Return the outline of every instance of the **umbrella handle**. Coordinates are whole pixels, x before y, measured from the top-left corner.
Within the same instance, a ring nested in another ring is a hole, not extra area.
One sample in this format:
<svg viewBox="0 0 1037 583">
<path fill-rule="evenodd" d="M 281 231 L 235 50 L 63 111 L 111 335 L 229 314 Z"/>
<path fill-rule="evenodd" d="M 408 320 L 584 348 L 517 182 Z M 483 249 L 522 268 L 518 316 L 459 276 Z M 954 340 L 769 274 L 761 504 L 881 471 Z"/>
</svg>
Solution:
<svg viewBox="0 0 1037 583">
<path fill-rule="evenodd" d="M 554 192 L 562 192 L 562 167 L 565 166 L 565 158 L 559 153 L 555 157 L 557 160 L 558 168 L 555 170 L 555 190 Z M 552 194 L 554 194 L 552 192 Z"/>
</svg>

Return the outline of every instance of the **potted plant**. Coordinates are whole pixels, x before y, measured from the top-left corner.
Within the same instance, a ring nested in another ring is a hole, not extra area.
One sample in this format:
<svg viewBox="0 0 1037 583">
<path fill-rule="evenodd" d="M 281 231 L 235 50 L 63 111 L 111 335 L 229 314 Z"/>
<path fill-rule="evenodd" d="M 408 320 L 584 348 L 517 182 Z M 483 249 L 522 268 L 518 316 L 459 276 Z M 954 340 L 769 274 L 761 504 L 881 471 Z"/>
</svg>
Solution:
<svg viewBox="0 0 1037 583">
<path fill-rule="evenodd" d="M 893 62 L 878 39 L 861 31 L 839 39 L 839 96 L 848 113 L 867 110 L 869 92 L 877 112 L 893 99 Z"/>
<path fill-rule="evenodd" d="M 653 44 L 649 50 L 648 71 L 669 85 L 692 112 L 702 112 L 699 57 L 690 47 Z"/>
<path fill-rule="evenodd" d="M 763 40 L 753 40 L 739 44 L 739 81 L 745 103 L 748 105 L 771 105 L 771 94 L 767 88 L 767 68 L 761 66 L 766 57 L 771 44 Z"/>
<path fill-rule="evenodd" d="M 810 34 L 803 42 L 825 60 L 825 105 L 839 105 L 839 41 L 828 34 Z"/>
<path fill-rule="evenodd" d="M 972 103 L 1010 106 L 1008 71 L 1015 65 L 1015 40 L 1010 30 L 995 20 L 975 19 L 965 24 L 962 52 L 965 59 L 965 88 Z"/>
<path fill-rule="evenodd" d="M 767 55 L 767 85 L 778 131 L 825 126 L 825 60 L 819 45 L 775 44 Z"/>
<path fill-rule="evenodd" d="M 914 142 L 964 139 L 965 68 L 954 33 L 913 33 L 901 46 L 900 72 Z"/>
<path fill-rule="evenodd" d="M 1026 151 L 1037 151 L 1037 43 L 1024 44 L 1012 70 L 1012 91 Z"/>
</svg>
○ ○ ○ ○ ○
From the records, extract the lines that begin at the line containing "Return the outline of every instance of the **potted" and end with the line containing "767 55 L 767". Include both of those lines and reproduce every line without alteration.

Return the outline of every instance of the **potted plant**. Coordinates are whole pixels, x before y, measured from the top-left corner.
Within the same instance, a ring nested in another ring is a hole, not extra area.
One sample in this format:
<svg viewBox="0 0 1037 583">
<path fill-rule="evenodd" d="M 281 231 L 235 50 L 63 111 L 111 335 L 229 314 Z"/>
<path fill-rule="evenodd" d="M 408 320 L 584 348 L 517 182 Z M 483 249 L 522 268 L 518 316 L 459 276 Z M 954 340 L 769 274 L 761 504 L 881 471 Z"/>
</svg>
Solution:
<svg viewBox="0 0 1037 583">
<path fill-rule="evenodd" d="M 893 62 L 878 39 L 861 31 L 839 39 L 839 96 L 848 113 L 867 110 L 869 92 L 877 112 L 893 99 Z"/>
<path fill-rule="evenodd" d="M 653 44 L 649 50 L 648 71 L 669 85 L 692 112 L 702 112 L 699 57 L 690 47 Z"/>
<path fill-rule="evenodd" d="M 763 40 L 753 40 L 739 44 L 739 81 L 745 103 L 748 105 L 771 105 L 771 94 L 767 88 L 767 68 L 761 66 L 766 57 L 771 44 Z"/>
<path fill-rule="evenodd" d="M 810 34 L 803 42 L 825 60 L 825 105 L 839 105 L 839 41 L 828 34 Z"/>
<path fill-rule="evenodd" d="M 972 103 L 1010 106 L 1008 71 L 1015 65 L 1015 40 L 1010 30 L 995 20 L 975 19 L 965 24 L 962 52 L 965 59 L 965 88 Z"/>
<path fill-rule="evenodd" d="M 767 55 L 767 85 L 778 131 L 825 126 L 825 60 L 819 45 L 775 44 Z"/>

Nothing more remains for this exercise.